* Your task *
A faithful copy of all the data is the goal; omit the pictures.

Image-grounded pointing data
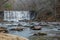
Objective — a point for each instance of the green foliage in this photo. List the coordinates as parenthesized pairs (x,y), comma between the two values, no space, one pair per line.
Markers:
(8,6)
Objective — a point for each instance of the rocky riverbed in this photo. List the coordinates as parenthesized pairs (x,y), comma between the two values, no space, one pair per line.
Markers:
(49,32)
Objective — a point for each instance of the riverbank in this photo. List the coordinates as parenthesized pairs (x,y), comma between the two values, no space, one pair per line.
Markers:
(4,36)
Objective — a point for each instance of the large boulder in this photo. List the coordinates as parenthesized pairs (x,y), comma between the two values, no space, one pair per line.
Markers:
(4,36)
(39,34)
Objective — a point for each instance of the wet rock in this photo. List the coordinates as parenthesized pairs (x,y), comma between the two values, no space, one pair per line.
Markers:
(39,34)
(58,29)
(36,27)
(4,36)
(17,29)
(3,30)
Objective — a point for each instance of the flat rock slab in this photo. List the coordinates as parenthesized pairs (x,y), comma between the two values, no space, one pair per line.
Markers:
(4,36)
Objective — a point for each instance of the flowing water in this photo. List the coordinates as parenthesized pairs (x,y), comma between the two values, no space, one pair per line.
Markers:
(52,33)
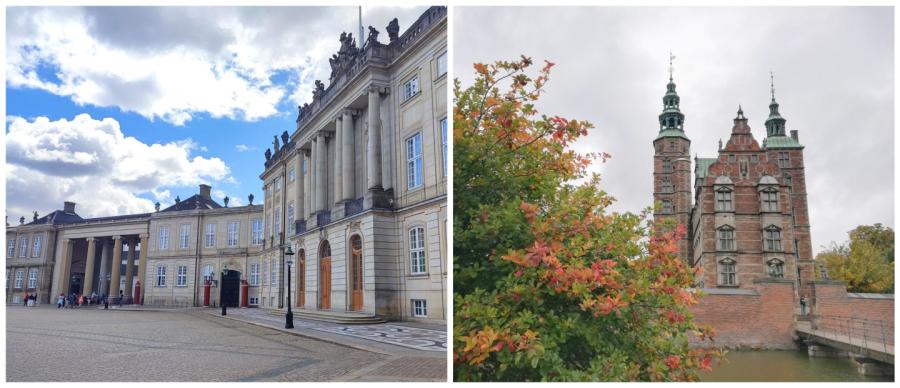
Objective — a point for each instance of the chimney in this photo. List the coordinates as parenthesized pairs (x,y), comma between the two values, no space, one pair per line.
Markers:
(204,191)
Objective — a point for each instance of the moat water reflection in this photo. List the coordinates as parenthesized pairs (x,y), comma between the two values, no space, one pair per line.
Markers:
(784,365)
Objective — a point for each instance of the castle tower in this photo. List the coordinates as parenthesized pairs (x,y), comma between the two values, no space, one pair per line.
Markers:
(787,152)
(672,166)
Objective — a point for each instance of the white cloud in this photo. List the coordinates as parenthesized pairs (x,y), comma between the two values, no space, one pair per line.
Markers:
(92,163)
(174,63)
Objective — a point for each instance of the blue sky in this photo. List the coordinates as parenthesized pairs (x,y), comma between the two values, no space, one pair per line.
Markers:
(116,108)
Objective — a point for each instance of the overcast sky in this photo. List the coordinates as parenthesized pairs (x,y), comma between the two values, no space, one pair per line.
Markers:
(117,108)
(834,79)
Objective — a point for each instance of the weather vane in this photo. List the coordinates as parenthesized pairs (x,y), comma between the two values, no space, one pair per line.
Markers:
(772,83)
(671,68)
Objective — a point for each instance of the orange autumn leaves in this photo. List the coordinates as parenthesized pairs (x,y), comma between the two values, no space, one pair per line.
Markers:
(548,285)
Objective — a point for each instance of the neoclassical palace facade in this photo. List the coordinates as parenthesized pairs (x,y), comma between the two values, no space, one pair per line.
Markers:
(357,191)
(746,215)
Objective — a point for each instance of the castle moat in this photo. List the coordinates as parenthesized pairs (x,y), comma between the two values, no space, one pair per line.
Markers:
(784,365)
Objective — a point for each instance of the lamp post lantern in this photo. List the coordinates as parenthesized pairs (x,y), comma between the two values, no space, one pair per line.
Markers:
(221,289)
(289,317)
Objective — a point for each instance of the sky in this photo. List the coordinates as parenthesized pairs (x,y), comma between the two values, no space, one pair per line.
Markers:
(833,74)
(116,108)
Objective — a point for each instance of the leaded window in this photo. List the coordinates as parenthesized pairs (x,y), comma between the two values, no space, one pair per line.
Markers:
(417,250)
(727,273)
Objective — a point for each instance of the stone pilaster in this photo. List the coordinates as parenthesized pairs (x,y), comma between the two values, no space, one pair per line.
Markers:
(142,266)
(129,267)
(348,167)
(116,267)
(89,266)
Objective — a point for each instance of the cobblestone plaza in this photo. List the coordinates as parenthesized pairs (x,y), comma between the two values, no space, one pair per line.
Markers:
(90,344)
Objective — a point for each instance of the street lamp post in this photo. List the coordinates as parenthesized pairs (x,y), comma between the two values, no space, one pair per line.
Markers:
(222,289)
(289,317)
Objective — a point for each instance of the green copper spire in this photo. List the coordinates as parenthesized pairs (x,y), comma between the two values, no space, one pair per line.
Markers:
(775,123)
(671,120)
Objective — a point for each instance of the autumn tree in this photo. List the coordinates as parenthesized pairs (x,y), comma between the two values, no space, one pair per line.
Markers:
(548,285)
(866,262)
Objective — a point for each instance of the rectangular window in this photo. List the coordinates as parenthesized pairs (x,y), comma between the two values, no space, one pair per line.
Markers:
(208,273)
(272,273)
(723,201)
(36,247)
(411,88)
(444,142)
(727,273)
(161,276)
(417,250)
(770,201)
(254,274)
(210,235)
(23,246)
(163,237)
(420,308)
(184,235)
(726,239)
(277,224)
(290,217)
(181,276)
(773,240)
(442,64)
(257,231)
(414,161)
(233,229)
(32,278)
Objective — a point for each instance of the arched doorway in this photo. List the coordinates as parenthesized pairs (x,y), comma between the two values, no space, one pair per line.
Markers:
(231,288)
(301,278)
(325,276)
(356,269)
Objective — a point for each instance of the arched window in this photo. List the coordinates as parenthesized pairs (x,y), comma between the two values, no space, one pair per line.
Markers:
(417,250)
(727,272)
(772,238)
(726,238)
(776,268)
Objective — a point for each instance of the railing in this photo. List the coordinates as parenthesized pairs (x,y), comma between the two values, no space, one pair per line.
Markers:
(874,334)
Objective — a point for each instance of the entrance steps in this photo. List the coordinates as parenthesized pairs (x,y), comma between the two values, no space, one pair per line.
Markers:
(342,317)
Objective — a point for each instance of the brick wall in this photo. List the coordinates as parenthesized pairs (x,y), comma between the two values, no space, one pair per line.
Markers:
(760,316)
(860,315)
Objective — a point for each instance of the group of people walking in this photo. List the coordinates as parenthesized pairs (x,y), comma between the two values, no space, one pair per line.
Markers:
(75,300)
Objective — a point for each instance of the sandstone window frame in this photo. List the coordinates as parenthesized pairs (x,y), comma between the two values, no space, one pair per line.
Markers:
(775,268)
(727,272)
(725,238)
(772,239)
(37,245)
(210,240)
(768,198)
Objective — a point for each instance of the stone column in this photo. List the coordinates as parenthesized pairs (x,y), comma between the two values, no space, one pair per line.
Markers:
(142,266)
(116,267)
(339,130)
(347,166)
(321,187)
(129,267)
(89,267)
(373,145)
(63,280)
(104,267)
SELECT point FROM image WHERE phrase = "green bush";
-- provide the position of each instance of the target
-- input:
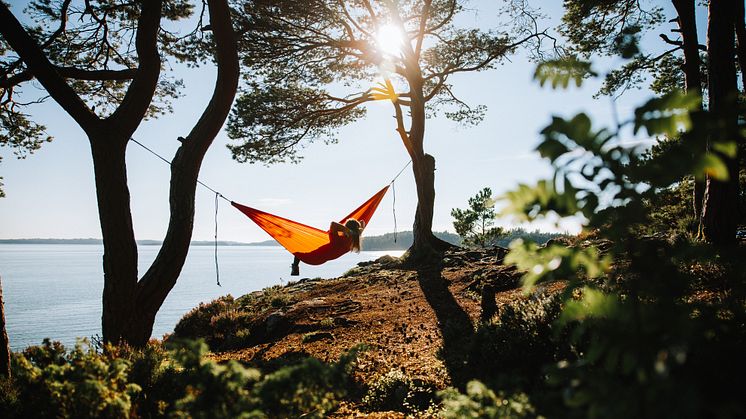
(511, 349)
(481, 402)
(309, 389)
(198, 323)
(398, 392)
(226, 323)
(82, 383)
(181, 382)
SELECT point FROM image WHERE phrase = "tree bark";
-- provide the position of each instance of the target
(740, 25)
(692, 78)
(425, 245)
(120, 248)
(4, 343)
(164, 272)
(720, 212)
(129, 306)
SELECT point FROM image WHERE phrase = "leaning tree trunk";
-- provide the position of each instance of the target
(425, 245)
(140, 301)
(4, 343)
(120, 248)
(740, 25)
(720, 212)
(692, 79)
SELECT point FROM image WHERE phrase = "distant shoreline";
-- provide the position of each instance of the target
(140, 242)
(389, 241)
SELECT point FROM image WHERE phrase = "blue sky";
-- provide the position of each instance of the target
(52, 194)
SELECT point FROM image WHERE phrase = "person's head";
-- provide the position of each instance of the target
(355, 227)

* Solution below *
Objective — a point for each instance of the green foliage in this photo. List the coordinates as parenthesized pairs (x,y), comma between the two values, no space, one pair per line.
Markers:
(8,6)
Objective — a point for each instance of the rocky riverbed in this photo. List the coordinates as parenthesized pairs (x,y), comma between the two values, no space, one pair per line.
Markers:
(49,32)
Objective — a point for each instance of the riverbank in this photo. List the coordinates as parenthesized pairs (x,y), comma between the two values, no space, one pair per line.
Markers:
(4,36)
Objective — a point for each instance of the large boulder in this photo. List the coordinates as parenthesized pairs (x,y), comma between the two values, no space, one pair per line.
Markers:
(4,36)
(39,34)
Objective — a point for each instance of the wet rock in this photo. List the coordinates as parenthesized pairs (x,y), comma between the two values, no space, one pair per line.
Markers:
(39,34)
(58,29)
(36,27)
(4,36)
(17,29)
(3,30)
Objective — a point for each instance of the flat rock slab in this photo. List the coordinates as parenthesized pairs (x,y), comma between the two values, no space, one pair per line.
Markers:
(4,36)
Objective — a point for each instance of the flowing water in this photo. List the coordinates as parenthesized pairs (x,y), comma between the two values, no space, one pair per line.
Markers:
(52,33)
Objective — a point for each instance of the chimney in this photo. List the coordinates as parenthesized pairs (x,y), comma between the two values, no space, one pair per line.
Markers:
(204,191)
Objective — a point for each instance of the moat water reflection in this photo. List the coordinates as parenthesized pairs (x,y), comma between the two values, no space, one pair per line.
Markers:
(784,365)
Objective — a point for each instance of the castle tower in this photo. List the coordinates as parenthesized pairs (x,y), comma between the two values, no space, one pair per line.
Markers:
(787,152)
(672,166)
Objective — a point for each instance of the white cloud in this photo. List the coordinates as parenthesized pairs (x,y), comma between the two values, no space, one pair per line.
Markers:
(92,163)
(174,63)
Objective — a point for each instance of the blue sky in this photo. List the coordinates as parenthesized pairs (x,y), comma between the two values, no space, one pair per line.
Markers:
(116,108)
Objective — a point for each instance of the overcast sky in this photo. List the coordinates as parenthesized pairs (x,y), comma between the two values, no space, one pair per line.
Markers:
(117,108)
(834,79)
Objective — a point for each instance of the weather vane in this photo. List the coordinates as parenthesized pairs (x,y), comma between the two values, no space, one pair per line.
Markers:
(772,83)
(671,68)
Objective — a point for each instance of the orange autumn leaves in this photo. List the coordinates as parenthesized pairs (x,y), comma between the two values, no space, one pair per line.
Markers:
(548,285)
Objective — a point for each instance of the neoclassical palace facade in this photo. List the coordinates as parenthesized pairs (x,y), comma between the two values, no space, one pair per line.
Markers:
(357,191)
(746,215)
Objective — a point for each instance of the castle moat in this photo. List the coordinates as parenthesized pairs (x,y), comma between the two values, no space, one pair per line.
Markers:
(784,365)
Objective — a point for each instance of the lamp post lantern in this photo. List the coordinates as parenthesized pairs (x,y), comma between the two values, no space, one pair per line.
Markers:
(221,289)
(289,317)
Objective — a point for each instance of the sky in this photo. List the coordinates as parenthesized pairs (x,y), comma between the two values, no space, one pair per line.
Markers:
(833,74)
(116,108)
Objective — a point for each instance of the leaded window in this photo. List the coordinates as parenthesized pairs (x,y), comma between the two values, no space, one pair per line.
Markers:
(417,250)
(727,273)
Objective — a point for each instance of the stone pilaster in this photo. List the coordinates as parenthesized pairs (x,y), comma between the two values, no space, one pair per line.
Markers:
(142,266)
(129,267)
(348,167)
(116,267)
(89,266)
Objective — a point for each instance of the cobblestone plaza in this photo. List the coordinates as parenthesized pairs (x,y), comma between the two values, no space, one pair per line.
Markers:
(90,344)
Objective — a point for each instance of the street lamp post in this photo. List the coordinates as parenthesized pairs (x,y), comma between the two values, no space, one pair per line.
Markers:
(222,289)
(289,317)
Objective — a point for each instance of the green copper spire in this photo. List the coordinates as parenthesized pairs (x,y), comma between the two values, no space, one pair per line.
Markers:
(775,123)
(671,120)
Objective — a point for each instance of the autumn tree in this photo. List the coordinates as parenthesized pairs (x,y), comma between the two values, no space, one pair per line.
Markers:
(548,285)
(866,262)
Objective — a point for each instance of the rectangular window in this photo. List the coordinates as parenthesized pairs (x,y), comma between the two values, no space, one pair per line.
Markers:
(208,273)
(272,273)
(723,201)
(36,247)
(411,88)
(444,142)
(727,273)
(161,276)
(417,250)
(770,201)
(254,274)
(210,235)
(23,246)
(163,237)
(420,308)
(184,235)
(726,239)
(277,224)
(290,217)
(181,276)
(773,240)
(442,64)
(257,231)
(414,161)
(233,229)
(32,278)
Objective — a point for each instance of the arched doorway in this photo. List the coordinates as parenthesized pairs (x,y), comma between the two values, no space, one pair per line.
Markers:
(231,288)
(301,278)
(325,276)
(356,269)
Objective — a point for each instance of the arched window in this photo. List the coordinates as parenthesized pairs (x,y), comma between the two values, no space, one pair per line.
Markers:
(417,250)
(727,272)
(772,238)
(726,238)
(776,268)
Objective — a point for each instance of the railing in this photo. List the coordinates as parenthesized pairs (x,y), comma between the two values, no space, one pair per line.
Markers:
(874,334)
Objective — a point for each instance of the entrance steps in this photo. List the coordinates as parenthesized pairs (x,y), comma between the two values, no space, one pair per line.
Markers:
(342,317)
Objective — a point for each instance of the brick wall in this photo. List the coordinates as parenthesized pairs (x,y), comma between the two values, no space, one pair per line.
Markers:
(760,316)
(860,315)
Objective — a point for each instance of the group of people walking in this photo. List the coordinates as parenthesized pairs (x,y), comma between the two values, no space, one pair per line.
Markers:
(75,300)
Objective — a point for each instance of the sandstone window frame in this photo. List the coordinates as parenthesized pairs (x,y), comma between the two values, no space, one pair per line.
Markers:
(775,268)
(727,272)
(725,238)
(772,239)
(37,245)
(210,240)
(768,198)
Objective — a point for each instance of the stone column in this photo. List the coordinates as parenthesized pairs (x,y), comma between the two values, no space, one pair per line.
Markers:
(142,266)
(116,267)
(339,130)
(347,166)
(321,187)
(129,267)
(89,267)
(373,145)
(63,280)
(104,267)
SELECT point FROM image WHERE phrase = "green bush";
-- provide the position of each instance of the target
-- input:
(511, 349)
(481, 402)
(309, 389)
(198, 323)
(398, 392)
(226, 323)
(82, 383)
(181, 382)
SELECT point FROM image WHERE phrase = "tree bark";
-- provide the position of each instance of the target
(740, 25)
(692, 78)
(425, 245)
(120, 248)
(4, 343)
(164, 272)
(720, 212)
(129, 306)
SELECT point FROM image WHERE phrase = "leaning tree trunk";
-- provide the position of each instance of the target
(425, 245)
(140, 301)
(4, 343)
(120, 248)
(740, 25)
(720, 212)
(692, 79)
SELECT point FROM image WHERE phrase = "distant shoreline";
-- provide the position of each instance of the target
(140, 242)
(389, 241)
SELECT point FROM image WHERE phrase = "blue sky";
-- provide the position of each instance of the target
(52, 194)
SELECT point FROM image WHERE phrase = "person's head";
-- provide the position of each instance of the target
(355, 227)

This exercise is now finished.